» AIM:
Rewrite the records below in full, replacing "I would be thankful" with "I would be grateful" wherever it occurs and leaving everything else unchanged.

start

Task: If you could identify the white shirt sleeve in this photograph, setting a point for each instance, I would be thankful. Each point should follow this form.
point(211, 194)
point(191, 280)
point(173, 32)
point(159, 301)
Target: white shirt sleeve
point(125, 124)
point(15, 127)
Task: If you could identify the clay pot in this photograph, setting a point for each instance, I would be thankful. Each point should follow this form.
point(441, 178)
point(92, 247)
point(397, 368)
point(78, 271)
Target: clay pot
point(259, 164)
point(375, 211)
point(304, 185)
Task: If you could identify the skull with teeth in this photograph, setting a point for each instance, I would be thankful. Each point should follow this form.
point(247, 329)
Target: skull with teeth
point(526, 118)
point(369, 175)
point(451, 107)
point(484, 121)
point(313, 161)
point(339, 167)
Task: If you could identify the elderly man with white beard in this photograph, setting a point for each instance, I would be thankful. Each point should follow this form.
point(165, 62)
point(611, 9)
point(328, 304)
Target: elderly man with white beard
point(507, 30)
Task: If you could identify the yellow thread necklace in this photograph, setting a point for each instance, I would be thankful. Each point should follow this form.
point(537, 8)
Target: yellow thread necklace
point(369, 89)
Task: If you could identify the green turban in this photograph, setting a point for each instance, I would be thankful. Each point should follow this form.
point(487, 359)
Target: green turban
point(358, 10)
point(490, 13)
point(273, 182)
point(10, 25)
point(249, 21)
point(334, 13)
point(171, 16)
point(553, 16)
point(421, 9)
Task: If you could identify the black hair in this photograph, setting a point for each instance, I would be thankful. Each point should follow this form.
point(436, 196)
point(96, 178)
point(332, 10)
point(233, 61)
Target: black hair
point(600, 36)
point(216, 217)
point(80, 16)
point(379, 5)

end

» THE RESULT:
Task: If you could identify the white shirt sleeve in this photograph, setting a point for each instance, I would be grateful. Each point should follow this form.
point(211, 194)
point(191, 280)
point(173, 32)
point(159, 301)
Target: white shirt sleeve
point(125, 124)
point(15, 127)
Task: If you could identify the clay pot in this photograph, setting a point for each instance, I would be grateful. Each point should follow this form.
point(441, 178)
point(92, 247)
point(397, 368)
point(78, 271)
Target: clay pot
point(259, 164)
point(375, 211)
point(304, 185)
Task: If you could identify the skull with teeth in this photograph, setting a point for each instance, I would be grateful. Each point should follow this form.
point(247, 329)
Target: skull with teeth
point(526, 118)
point(369, 175)
point(451, 107)
point(484, 121)
point(313, 161)
point(339, 167)
Task: If you could identify the elderly man with white beard in this photograph, setting a point for each instance, I would be grateful. Each point should follow this form.
point(165, 62)
point(611, 9)
point(328, 304)
Target: elderly man with white beard
point(507, 30)
Task: If you could identify the yellow thread necklace in this photograph, setting a point for each instance, I would be grateful. Each point should follow this form.
point(537, 8)
Target: yellow thread necklace
point(369, 89)
Task: If you could identify the green turban in this photograph, setting a point for each instance, I would be grateful. Each point should follow this form.
point(487, 359)
Target: green turban
point(358, 10)
point(490, 13)
point(273, 182)
point(10, 25)
point(249, 21)
point(334, 13)
point(171, 16)
point(553, 16)
point(421, 9)
Task: If you could identify the black hair in this photograph, setting a point for each instance, I would be grateful. Each point should follow this form.
point(436, 196)
point(96, 178)
point(332, 10)
point(233, 61)
Target: black hair
point(600, 36)
point(216, 217)
point(80, 16)
point(379, 5)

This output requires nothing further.